TASK TO COMPLETE:
Count the lines in the rows below that contain the string "window", and give only the number.

Annotated coordinate rows:
= = = = = = =

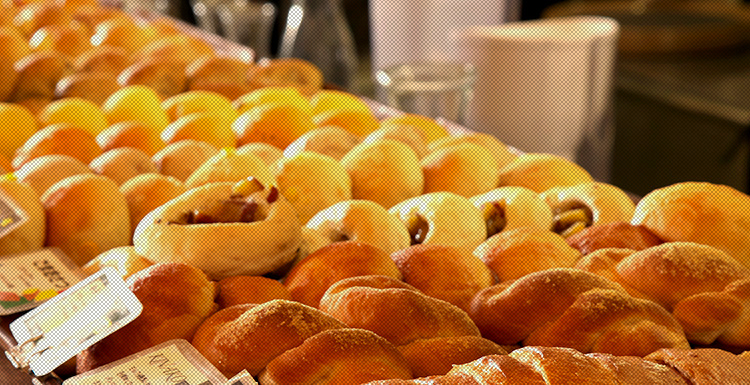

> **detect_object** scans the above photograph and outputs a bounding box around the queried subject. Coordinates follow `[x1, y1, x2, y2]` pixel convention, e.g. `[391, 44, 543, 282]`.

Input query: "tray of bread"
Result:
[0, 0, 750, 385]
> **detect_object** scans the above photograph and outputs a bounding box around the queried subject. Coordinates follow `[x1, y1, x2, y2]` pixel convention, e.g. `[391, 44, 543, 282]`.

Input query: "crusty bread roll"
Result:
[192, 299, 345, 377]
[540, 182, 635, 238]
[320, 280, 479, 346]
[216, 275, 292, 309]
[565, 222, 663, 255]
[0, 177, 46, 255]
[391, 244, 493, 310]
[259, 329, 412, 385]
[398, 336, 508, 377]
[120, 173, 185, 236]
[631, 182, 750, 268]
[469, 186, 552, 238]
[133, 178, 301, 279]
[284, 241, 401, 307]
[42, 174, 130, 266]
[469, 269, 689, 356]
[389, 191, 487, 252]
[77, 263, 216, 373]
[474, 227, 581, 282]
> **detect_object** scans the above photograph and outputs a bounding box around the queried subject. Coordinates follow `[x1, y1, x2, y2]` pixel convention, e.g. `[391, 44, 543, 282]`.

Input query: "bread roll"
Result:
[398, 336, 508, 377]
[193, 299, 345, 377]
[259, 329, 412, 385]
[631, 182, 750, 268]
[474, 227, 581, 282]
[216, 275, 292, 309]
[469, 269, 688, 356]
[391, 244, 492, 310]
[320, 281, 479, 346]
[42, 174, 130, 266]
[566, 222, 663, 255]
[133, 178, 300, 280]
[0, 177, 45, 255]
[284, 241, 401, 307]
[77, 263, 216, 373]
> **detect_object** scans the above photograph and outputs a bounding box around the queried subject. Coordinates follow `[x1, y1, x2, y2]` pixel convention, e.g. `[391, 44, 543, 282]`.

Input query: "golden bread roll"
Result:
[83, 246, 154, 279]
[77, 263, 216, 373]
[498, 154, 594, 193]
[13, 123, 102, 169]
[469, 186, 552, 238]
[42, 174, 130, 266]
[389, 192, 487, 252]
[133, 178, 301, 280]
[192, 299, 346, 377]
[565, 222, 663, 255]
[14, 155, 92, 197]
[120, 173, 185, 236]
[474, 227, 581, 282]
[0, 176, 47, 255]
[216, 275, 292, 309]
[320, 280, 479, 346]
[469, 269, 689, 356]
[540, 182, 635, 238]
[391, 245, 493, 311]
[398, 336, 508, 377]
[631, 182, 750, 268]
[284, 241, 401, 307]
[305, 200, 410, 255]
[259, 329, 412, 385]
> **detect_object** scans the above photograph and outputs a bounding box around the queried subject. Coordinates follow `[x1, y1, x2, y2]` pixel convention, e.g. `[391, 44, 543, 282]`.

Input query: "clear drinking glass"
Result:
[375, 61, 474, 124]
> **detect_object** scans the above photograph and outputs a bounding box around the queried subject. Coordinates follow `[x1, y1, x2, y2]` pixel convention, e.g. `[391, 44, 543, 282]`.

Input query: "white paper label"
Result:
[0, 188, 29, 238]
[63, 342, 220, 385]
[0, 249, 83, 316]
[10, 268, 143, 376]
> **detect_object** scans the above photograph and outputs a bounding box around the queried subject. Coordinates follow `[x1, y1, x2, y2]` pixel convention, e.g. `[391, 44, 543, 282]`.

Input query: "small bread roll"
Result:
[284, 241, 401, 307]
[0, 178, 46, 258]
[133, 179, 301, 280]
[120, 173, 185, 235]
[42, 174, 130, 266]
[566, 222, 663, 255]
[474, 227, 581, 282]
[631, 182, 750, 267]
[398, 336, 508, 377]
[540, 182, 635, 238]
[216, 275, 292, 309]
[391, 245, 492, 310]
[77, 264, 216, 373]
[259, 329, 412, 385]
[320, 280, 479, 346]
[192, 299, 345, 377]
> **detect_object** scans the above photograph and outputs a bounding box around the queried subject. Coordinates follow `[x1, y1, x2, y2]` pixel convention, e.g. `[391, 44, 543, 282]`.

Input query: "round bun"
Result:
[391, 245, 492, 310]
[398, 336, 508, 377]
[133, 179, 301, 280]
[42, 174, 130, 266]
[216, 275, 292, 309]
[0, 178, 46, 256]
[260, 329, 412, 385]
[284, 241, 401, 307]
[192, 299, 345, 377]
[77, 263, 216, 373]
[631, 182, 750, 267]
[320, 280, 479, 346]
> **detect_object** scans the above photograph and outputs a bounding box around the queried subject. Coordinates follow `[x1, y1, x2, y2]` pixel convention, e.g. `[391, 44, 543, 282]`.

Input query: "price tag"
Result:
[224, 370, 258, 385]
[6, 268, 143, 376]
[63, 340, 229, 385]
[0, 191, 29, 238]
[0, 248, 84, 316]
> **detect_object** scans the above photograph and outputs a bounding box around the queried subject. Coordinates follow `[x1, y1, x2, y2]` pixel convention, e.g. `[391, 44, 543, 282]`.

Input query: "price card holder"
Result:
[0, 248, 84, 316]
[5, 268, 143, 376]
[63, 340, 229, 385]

= = = = = = =

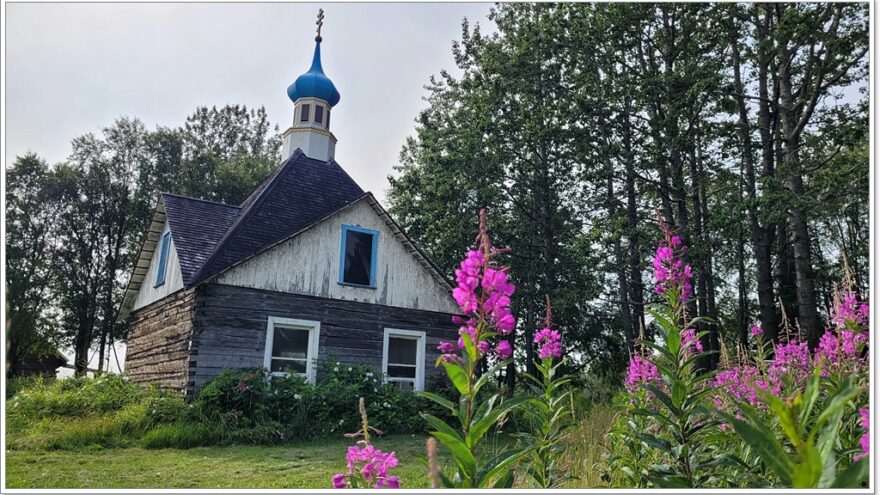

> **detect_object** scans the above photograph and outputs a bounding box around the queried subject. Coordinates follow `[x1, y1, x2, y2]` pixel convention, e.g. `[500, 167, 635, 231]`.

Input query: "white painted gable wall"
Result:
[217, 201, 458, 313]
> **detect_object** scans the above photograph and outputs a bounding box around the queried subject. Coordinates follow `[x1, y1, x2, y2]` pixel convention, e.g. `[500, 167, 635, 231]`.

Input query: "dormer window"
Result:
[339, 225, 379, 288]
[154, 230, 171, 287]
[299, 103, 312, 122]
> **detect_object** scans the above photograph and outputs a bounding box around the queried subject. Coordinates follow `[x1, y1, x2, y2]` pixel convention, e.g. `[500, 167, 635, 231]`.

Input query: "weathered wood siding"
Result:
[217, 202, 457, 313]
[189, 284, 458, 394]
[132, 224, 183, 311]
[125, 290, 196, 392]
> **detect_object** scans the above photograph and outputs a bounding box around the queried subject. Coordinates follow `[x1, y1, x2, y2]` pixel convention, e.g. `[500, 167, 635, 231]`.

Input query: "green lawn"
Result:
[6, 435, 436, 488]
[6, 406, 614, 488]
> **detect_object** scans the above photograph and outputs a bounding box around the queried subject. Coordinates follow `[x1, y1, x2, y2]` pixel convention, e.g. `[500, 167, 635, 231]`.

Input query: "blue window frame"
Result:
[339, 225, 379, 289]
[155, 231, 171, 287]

= = = = = = =

TASK OUTPUT:
2